* Task description: Among the entries that follow, the required portion opens with the line containing "Where can the broken" and closes with the line containing "Where can the fence". Give that portion again exactly, and nothing else.

* Referring expression pointing data:
# # # #

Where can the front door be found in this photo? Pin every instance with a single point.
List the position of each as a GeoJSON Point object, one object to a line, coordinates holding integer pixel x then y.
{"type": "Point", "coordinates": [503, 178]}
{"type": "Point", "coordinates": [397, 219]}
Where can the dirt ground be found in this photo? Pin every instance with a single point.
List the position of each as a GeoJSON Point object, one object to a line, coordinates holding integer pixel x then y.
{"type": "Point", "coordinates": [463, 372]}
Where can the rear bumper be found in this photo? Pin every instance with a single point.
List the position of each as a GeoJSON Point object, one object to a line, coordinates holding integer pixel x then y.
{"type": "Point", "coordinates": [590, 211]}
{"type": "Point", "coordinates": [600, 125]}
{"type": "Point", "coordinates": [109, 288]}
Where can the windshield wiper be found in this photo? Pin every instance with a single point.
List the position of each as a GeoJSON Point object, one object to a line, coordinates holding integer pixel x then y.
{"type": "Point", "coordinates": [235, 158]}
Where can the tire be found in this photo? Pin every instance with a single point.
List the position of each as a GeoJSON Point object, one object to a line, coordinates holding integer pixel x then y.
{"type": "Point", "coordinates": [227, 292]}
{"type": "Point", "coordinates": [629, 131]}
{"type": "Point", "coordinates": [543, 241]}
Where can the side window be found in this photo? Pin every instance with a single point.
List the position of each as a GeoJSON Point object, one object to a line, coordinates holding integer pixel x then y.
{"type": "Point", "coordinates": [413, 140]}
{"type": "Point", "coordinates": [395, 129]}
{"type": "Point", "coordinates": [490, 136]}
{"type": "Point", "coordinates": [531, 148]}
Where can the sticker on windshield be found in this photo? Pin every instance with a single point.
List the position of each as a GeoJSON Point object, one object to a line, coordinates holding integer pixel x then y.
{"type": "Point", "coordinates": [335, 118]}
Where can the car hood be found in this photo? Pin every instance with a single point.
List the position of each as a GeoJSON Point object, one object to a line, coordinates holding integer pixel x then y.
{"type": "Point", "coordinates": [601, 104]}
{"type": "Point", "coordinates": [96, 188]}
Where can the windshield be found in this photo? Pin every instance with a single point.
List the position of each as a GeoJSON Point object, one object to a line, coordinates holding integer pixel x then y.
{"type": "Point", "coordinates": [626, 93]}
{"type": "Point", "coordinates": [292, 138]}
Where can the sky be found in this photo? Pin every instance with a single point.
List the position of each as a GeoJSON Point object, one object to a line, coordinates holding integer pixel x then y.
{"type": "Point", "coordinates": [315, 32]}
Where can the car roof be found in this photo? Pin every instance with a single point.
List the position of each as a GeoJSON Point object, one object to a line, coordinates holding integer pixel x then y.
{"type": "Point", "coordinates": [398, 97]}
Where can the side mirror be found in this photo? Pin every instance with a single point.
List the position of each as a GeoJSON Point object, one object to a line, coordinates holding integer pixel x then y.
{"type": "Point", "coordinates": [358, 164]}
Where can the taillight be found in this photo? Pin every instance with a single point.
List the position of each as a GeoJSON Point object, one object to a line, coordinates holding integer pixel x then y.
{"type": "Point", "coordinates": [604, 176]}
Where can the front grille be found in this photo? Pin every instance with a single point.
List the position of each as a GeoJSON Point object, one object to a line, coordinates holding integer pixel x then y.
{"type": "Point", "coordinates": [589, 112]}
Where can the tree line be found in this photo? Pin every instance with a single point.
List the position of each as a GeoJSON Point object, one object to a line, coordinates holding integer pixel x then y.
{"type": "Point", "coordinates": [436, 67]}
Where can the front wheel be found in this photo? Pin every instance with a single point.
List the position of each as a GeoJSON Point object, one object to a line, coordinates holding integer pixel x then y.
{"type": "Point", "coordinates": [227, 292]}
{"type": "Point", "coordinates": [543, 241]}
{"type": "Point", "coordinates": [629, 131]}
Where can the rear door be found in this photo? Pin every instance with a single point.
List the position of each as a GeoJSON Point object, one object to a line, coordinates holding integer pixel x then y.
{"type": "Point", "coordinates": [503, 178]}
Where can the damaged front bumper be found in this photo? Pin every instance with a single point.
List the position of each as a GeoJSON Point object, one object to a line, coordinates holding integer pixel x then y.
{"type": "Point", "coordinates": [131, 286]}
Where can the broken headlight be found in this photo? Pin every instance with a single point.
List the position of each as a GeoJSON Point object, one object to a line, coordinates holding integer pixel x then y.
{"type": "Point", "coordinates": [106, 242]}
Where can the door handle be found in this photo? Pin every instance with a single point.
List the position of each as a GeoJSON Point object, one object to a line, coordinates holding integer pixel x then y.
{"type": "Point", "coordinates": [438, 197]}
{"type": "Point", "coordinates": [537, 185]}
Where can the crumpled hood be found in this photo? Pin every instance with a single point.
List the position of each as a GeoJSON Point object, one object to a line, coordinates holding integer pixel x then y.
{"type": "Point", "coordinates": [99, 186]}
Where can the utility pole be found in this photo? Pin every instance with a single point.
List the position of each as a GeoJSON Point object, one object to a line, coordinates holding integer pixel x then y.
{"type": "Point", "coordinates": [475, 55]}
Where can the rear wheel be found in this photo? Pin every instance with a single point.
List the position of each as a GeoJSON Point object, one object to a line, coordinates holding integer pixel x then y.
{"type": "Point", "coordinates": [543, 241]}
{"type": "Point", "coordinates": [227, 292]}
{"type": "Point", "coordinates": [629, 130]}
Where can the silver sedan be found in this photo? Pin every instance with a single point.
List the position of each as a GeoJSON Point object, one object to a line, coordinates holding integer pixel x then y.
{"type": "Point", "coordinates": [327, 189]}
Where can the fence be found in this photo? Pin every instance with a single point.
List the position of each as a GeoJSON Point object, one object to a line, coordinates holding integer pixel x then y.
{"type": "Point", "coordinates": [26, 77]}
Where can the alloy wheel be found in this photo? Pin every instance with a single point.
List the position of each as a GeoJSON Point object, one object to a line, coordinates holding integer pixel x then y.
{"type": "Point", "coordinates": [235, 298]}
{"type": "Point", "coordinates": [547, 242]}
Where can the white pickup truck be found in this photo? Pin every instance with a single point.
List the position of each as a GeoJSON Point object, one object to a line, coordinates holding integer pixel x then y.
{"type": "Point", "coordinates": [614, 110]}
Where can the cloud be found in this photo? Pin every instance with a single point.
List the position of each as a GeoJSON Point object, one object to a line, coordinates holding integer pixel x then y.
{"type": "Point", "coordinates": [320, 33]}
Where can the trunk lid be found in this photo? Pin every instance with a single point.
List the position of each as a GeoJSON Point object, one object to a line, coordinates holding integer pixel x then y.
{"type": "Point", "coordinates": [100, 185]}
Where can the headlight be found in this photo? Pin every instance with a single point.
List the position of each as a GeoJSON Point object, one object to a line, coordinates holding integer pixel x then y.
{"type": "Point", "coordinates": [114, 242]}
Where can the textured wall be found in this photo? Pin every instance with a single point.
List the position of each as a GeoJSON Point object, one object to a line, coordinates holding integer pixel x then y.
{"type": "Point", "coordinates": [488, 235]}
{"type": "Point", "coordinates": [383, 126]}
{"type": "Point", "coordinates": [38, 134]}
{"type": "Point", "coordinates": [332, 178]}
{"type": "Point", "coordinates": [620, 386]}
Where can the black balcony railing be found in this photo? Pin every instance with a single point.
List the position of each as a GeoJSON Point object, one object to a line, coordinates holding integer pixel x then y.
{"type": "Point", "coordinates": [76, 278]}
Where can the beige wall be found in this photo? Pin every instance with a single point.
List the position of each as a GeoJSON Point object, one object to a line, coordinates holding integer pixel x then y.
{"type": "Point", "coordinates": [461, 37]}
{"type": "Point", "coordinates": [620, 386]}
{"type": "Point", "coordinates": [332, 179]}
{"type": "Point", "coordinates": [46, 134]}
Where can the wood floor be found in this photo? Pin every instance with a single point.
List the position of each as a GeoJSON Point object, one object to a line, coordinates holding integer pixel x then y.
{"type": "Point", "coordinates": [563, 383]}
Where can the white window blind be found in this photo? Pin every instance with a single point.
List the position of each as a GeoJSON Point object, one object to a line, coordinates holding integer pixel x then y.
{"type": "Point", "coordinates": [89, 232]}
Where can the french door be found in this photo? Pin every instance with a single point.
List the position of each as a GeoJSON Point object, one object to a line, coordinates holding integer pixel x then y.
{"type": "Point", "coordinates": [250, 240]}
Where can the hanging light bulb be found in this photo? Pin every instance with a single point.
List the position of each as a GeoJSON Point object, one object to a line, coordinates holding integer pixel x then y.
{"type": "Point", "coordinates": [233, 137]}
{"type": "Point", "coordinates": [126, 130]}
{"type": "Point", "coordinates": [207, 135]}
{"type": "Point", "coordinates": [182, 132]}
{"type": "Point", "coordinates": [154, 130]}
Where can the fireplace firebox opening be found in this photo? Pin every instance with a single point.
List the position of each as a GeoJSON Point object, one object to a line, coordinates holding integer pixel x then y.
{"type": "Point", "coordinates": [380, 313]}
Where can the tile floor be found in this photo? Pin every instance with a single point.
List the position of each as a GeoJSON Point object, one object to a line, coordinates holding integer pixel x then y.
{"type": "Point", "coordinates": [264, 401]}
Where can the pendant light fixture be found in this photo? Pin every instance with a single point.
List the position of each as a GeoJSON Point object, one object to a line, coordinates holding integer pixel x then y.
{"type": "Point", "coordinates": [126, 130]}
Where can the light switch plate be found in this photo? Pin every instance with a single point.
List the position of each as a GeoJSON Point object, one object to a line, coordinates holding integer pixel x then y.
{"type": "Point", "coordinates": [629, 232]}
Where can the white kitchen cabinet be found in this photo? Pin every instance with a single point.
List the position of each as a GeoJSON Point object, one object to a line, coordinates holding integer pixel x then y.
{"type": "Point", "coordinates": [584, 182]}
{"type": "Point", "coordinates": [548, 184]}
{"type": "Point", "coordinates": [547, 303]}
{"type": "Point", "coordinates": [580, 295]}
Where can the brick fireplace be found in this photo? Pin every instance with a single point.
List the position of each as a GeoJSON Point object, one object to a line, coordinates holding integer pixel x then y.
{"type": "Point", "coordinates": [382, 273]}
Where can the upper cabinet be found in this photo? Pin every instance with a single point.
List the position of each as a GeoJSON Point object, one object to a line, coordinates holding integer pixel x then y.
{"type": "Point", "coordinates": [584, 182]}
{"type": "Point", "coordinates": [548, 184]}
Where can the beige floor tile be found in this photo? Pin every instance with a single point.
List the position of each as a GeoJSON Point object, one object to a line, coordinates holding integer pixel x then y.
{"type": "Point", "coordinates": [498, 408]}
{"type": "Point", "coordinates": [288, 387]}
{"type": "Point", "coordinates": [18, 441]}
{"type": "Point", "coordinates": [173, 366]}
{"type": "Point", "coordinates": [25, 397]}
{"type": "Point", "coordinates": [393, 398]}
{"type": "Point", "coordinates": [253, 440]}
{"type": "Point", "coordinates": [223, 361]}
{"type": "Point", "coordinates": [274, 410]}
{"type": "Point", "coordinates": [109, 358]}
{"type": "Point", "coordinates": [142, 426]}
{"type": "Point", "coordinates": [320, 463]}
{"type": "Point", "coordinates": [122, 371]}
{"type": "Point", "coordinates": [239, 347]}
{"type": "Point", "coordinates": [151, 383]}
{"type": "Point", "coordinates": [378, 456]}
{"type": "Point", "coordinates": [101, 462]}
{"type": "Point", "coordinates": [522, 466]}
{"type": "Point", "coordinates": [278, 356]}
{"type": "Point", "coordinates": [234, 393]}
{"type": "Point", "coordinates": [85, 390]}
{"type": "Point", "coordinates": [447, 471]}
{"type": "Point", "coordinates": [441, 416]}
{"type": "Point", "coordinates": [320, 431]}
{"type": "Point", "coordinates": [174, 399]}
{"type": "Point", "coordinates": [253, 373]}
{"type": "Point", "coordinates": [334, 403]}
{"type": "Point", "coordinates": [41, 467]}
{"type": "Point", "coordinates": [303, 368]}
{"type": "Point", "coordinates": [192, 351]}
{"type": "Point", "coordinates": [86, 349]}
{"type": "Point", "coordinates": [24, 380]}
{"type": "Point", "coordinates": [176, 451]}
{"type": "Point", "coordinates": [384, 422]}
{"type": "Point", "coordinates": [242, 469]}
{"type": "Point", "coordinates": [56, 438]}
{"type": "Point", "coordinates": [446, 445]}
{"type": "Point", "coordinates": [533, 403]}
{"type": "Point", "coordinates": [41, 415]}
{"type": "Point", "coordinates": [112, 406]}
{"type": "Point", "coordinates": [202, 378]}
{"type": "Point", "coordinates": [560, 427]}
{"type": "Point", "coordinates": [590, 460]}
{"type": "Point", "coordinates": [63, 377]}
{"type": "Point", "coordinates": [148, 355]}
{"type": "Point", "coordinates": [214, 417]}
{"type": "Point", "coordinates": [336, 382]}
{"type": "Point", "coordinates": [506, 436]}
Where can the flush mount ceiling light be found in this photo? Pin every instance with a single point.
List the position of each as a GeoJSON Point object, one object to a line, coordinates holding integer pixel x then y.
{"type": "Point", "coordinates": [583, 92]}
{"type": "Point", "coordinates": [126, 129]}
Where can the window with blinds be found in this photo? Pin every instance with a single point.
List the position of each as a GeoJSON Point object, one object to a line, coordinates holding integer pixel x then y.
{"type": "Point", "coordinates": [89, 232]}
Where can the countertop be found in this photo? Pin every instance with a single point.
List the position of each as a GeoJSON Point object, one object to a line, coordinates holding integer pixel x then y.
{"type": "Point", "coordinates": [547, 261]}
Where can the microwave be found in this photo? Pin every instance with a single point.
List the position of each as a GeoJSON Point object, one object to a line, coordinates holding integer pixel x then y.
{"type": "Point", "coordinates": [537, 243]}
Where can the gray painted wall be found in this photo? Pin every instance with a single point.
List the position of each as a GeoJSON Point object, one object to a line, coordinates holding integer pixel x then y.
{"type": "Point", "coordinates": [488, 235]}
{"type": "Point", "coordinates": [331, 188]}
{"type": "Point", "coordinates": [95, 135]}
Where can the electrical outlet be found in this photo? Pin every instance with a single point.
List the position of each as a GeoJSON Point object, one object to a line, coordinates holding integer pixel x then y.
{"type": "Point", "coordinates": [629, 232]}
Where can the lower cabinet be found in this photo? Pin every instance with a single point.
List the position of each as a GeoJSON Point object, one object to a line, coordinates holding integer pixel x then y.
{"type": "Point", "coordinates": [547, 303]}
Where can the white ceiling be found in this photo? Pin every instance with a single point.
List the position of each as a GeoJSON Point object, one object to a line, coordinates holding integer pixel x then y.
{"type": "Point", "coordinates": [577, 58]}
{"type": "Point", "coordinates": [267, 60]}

# # # #

* Written response:
Where can the broken headlight be found in this photo? Pin every instance with a single point.
List the position of each as a GeoJSON Point object, one object to a line, coordinates holding integer pixel x then y.
{"type": "Point", "coordinates": [106, 242]}
Where can the door handle be found in this photo? Pin every instance with a single point.
List the position of each as a GeoJSON Point object, one object to a line, coordinates holding integer pixel x then y.
{"type": "Point", "coordinates": [438, 197]}
{"type": "Point", "coordinates": [537, 185]}
Where can the crumpled hood be found in this photo? Pin every instance with a single point.
List the position of each as a GeoJSON Point object, one object to a line, coordinates holding integer pixel x then y.
{"type": "Point", "coordinates": [99, 186]}
Where can the utility pole be found in this photo? Pin every instance with a single point.
List the position of each as a GeoJSON Point object, one object to a line, coordinates holding integer pixel x then y.
{"type": "Point", "coordinates": [475, 55]}
Where can the rear wheel be found in this photo? Pin every instance with a single point.
List the position of each as a GeoJSON Point object, one object to a line, coordinates holding integer pixel x then y.
{"type": "Point", "coordinates": [543, 241]}
{"type": "Point", "coordinates": [227, 292]}
{"type": "Point", "coordinates": [629, 130]}
Where can the silver sedan be found in this photo? Pin every instance with a single point.
List the position of each as a GeoJSON Point object, one object to a line, coordinates holding integer pixel x then y.
{"type": "Point", "coordinates": [327, 189]}
Where can the fence be found in this photo? Pin every instance with a single point.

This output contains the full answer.